→ Aim: Copy the material below word for word, leaving out the pictures.

Extracts from a box-labeled dataset

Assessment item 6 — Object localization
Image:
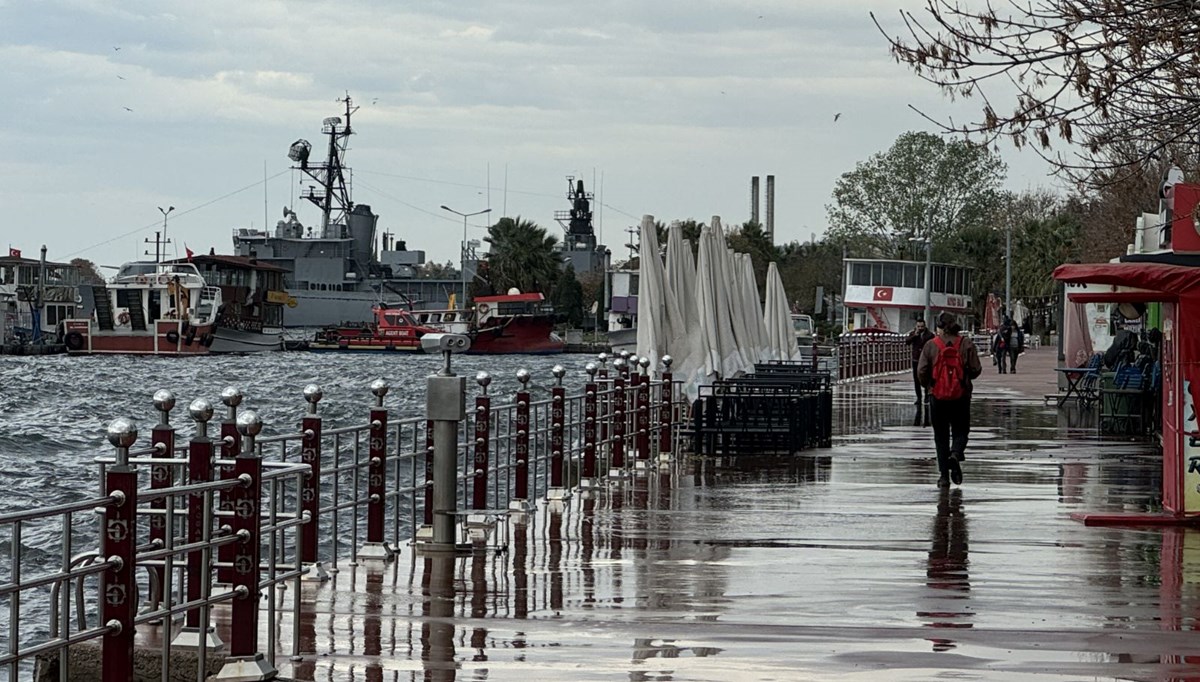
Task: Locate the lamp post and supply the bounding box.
[154,207,175,263]
[442,204,492,310]
[908,237,935,328]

→ Exercise response:
Assessment item 6 — Object localization
Image:
Task: Locate the lamp post and supply the bounding box.
[154,207,175,263]
[442,204,492,310]
[908,237,935,328]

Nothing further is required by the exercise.